» **Objective**: Output every entry exactly as written, skipping any pictures.

Data records
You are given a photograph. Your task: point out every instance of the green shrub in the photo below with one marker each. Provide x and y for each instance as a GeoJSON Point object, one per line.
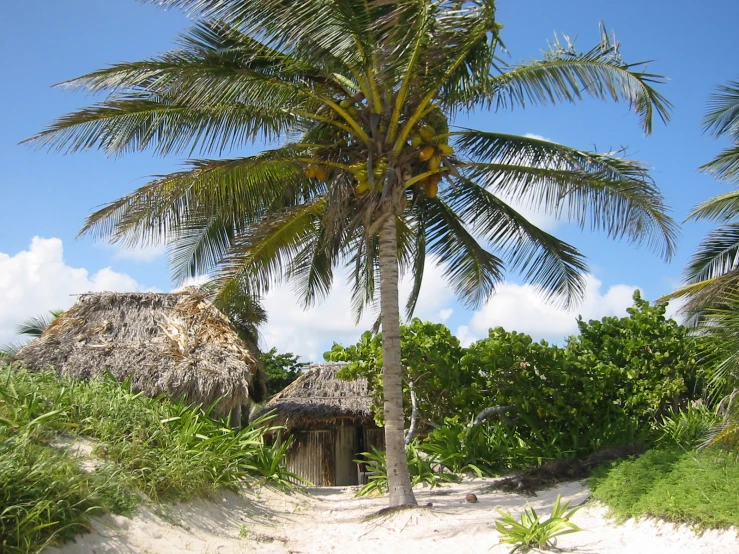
{"type": "Point", "coordinates": [685, 487]}
{"type": "Point", "coordinates": [150, 447]}
{"type": "Point", "coordinates": [421, 468]}
{"type": "Point", "coordinates": [608, 386]}
{"type": "Point", "coordinates": [687, 428]}
{"type": "Point", "coordinates": [531, 532]}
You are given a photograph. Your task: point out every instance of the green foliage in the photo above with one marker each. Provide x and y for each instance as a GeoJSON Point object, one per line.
{"type": "Point", "coordinates": [687, 428]}
{"type": "Point", "coordinates": [150, 447]}
{"type": "Point", "coordinates": [280, 369]}
{"type": "Point", "coordinates": [615, 383]}
{"type": "Point", "coordinates": [685, 487]}
{"type": "Point", "coordinates": [422, 471]}
{"type": "Point", "coordinates": [531, 532]}
{"type": "Point", "coordinates": [608, 386]}
{"type": "Point", "coordinates": [648, 359]}
{"type": "Point", "coordinates": [430, 357]}
{"type": "Point", "coordinates": [268, 464]}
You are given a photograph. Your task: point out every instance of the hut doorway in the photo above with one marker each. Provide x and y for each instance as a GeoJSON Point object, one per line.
{"type": "Point", "coordinates": [312, 456]}
{"type": "Point", "coordinates": [346, 452]}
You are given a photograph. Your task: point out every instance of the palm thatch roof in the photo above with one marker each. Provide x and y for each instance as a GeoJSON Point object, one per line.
{"type": "Point", "coordinates": [318, 396]}
{"type": "Point", "coordinates": [176, 344]}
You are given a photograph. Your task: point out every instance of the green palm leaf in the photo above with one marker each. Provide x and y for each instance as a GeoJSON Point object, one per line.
{"type": "Point", "coordinates": [343, 86]}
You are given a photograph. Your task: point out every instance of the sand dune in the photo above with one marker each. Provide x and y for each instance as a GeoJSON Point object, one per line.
{"type": "Point", "coordinates": [331, 520]}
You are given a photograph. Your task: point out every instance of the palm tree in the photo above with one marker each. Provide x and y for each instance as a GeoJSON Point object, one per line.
{"type": "Point", "coordinates": [713, 271]}
{"type": "Point", "coordinates": [358, 97]}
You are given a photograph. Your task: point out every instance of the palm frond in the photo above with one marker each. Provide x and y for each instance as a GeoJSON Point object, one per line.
{"type": "Point", "coordinates": [243, 188]}
{"type": "Point", "coordinates": [471, 270]}
{"type": "Point", "coordinates": [138, 121]}
{"type": "Point", "coordinates": [716, 255]}
{"type": "Point", "coordinates": [601, 191]}
{"type": "Point", "coordinates": [556, 268]}
{"type": "Point", "coordinates": [722, 207]}
{"type": "Point", "coordinates": [260, 257]}
{"type": "Point", "coordinates": [566, 75]}
{"type": "Point", "coordinates": [725, 166]}
{"type": "Point", "coordinates": [722, 117]}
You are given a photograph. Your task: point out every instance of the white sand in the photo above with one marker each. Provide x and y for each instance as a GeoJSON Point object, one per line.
{"type": "Point", "coordinates": [331, 520]}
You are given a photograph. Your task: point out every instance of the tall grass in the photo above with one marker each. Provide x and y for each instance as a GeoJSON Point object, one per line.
{"type": "Point", "coordinates": [151, 448]}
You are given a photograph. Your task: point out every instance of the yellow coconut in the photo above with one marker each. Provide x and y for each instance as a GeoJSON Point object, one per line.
{"type": "Point", "coordinates": [427, 132]}
{"type": "Point", "coordinates": [446, 150]}
{"type": "Point", "coordinates": [426, 153]}
{"type": "Point", "coordinates": [431, 187]}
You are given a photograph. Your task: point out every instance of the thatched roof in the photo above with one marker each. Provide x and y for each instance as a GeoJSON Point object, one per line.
{"type": "Point", "coordinates": [319, 397]}
{"type": "Point", "coordinates": [176, 344]}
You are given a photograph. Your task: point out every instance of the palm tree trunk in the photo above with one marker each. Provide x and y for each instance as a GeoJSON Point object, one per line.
{"type": "Point", "coordinates": [399, 481]}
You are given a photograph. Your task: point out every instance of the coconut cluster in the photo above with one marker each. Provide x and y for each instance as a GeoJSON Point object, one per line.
{"type": "Point", "coordinates": [426, 155]}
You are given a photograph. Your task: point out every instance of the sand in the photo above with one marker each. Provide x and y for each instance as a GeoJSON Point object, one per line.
{"type": "Point", "coordinates": [332, 520]}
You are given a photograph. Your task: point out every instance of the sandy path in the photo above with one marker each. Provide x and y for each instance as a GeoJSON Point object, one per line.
{"type": "Point", "coordinates": [331, 520]}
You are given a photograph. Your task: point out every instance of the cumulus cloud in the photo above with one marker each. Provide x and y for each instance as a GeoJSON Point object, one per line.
{"type": "Point", "coordinates": [310, 333]}
{"type": "Point", "coordinates": [37, 280]}
{"type": "Point", "coordinates": [520, 308]}
{"type": "Point", "coordinates": [140, 253]}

» **Exercise answer**:
You are given a photograph. Your task: point out every instance of the green shrub in the photo below with one marker each. Provide x and y for each instance as a GeoJSON Point object, one per line.
{"type": "Point", "coordinates": [685, 487]}
{"type": "Point", "coordinates": [150, 447]}
{"type": "Point", "coordinates": [421, 468]}
{"type": "Point", "coordinates": [608, 386]}
{"type": "Point", "coordinates": [687, 428]}
{"type": "Point", "coordinates": [531, 532]}
You are given a photograph. Your task: point out every instance of the green foliage in the photo above with one marker each. Provide x and y for each instance as a GeoJSON Point object, one per line.
{"type": "Point", "coordinates": [687, 428]}
{"type": "Point", "coordinates": [150, 447]}
{"type": "Point", "coordinates": [280, 369]}
{"type": "Point", "coordinates": [615, 383]}
{"type": "Point", "coordinates": [685, 487]}
{"type": "Point", "coordinates": [422, 471]}
{"type": "Point", "coordinates": [531, 532]}
{"type": "Point", "coordinates": [608, 386]}
{"type": "Point", "coordinates": [648, 359]}
{"type": "Point", "coordinates": [430, 357]}
{"type": "Point", "coordinates": [268, 464]}
You are given a photograph. Your task: point out every instance of the hut doorway in the photo above with one marker each. Provide x and y for each instance as a GeoJSON Point object, one per line.
{"type": "Point", "coordinates": [312, 456]}
{"type": "Point", "coordinates": [346, 452]}
You are given a photograph. Your task: point out every instance of the palm thatch roof in the photo above with one marker each. Provide x and y for each instance as a GeoJSON Point object, one per line.
{"type": "Point", "coordinates": [318, 396]}
{"type": "Point", "coordinates": [176, 344]}
You are given a photograph. Your task: point out every instance of the green palm leaf in the photo above with one marker each. Provide x and y for each instance as a GeoJSON Point object, one per line.
{"type": "Point", "coordinates": [343, 86]}
You are given a photograph. Your task: point out every instance of the sand dune in the photo above with one marker each. Provide x and y for each instance as a GeoJSON Point object, one per line.
{"type": "Point", "coordinates": [331, 520]}
You are given a photograph. Your task: point out every instance of the palm tree in the photo above with one marker each. Provide x and y for each instance as a GeoJSON Point object, one per line.
{"type": "Point", "coordinates": [713, 271]}
{"type": "Point", "coordinates": [358, 97]}
You are given a photograph. Your task: point out every instance of the palm frond in the photo above with one marker each. Provide x and y for each instance as a GeoJSON Point object, one per line.
{"type": "Point", "coordinates": [243, 188]}
{"type": "Point", "coordinates": [471, 270]}
{"type": "Point", "coordinates": [138, 121]}
{"type": "Point", "coordinates": [716, 255]}
{"type": "Point", "coordinates": [601, 191]}
{"type": "Point", "coordinates": [556, 268]}
{"type": "Point", "coordinates": [722, 207]}
{"type": "Point", "coordinates": [260, 257]}
{"type": "Point", "coordinates": [566, 75]}
{"type": "Point", "coordinates": [725, 166]}
{"type": "Point", "coordinates": [722, 117]}
You are given a photograph. Your task: point out every instance of the white sand in the photo above with one marker each. Provide x and y for each instance as a GeoJSON Point object, one per line.
{"type": "Point", "coordinates": [331, 520]}
You are given a photograph. Your task: point out every instance of the tall grass in the photo above with one marker each. Provide x and y for each instance as a GeoJSON Point object, one per line.
{"type": "Point", "coordinates": [151, 448]}
You are given a photograph. Your task: point out every instance of the yellow coconut in the photo above with one marker each. Provide x and y for each instance as a GeoJSON Point object, one per line.
{"type": "Point", "coordinates": [427, 132]}
{"type": "Point", "coordinates": [446, 150]}
{"type": "Point", "coordinates": [426, 153]}
{"type": "Point", "coordinates": [431, 187]}
You are given a photograph. Your task: point out every instance of the thatched roof in the photo above with one marker each. Provide x and y for each instance as a GeoJSON Point object, one per line.
{"type": "Point", "coordinates": [319, 397]}
{"type": "Point", "coordinates": [176, 344]}
You are given a photograph. Your task: point out every instance of the palm tree trunk in the photo above with one marker each. Provide x and y for each instance as a GeoJSON Point object, one per line.
{"type": "Point", "coordinates": [399, 481]}
You are given a photograph. Your task: point out every instance of the coconut cluster in the photo above with one marker each. Provide x and y for each instance as a GeoJSON Point object, one per line.
{"type": "Point", "coordinates": [426, 155]}
You are given a photograph. Your task: point out every instance of the sand in the photo above with one marker each. Provide x and y for each instance as a GeoJSON Point object, one per line.
{"type": "Point", "coordinates": [332, 520]}
You are given a photograph. Your task: point out every instance of the sandy path in the photo above with one marker each. Provide x and y for each instance as a GeoJSON Point object, one per line.
{"type": "Point", "coordinates": [331, 520]}
You are given a photograph. Your task: point out every instance of the cumulus cloud in the photo above with one marker each. Provide x and y for each instance as a GeoJSON Point object, one per line.
{"type": "Point", "coordinates": [310, 333]}
{"type": "Point", "coordinates": [37, 280]}
{"type": "Point", "coordinates": [520, 308]}
{"type": "Point", "coordinates": [140, 253]}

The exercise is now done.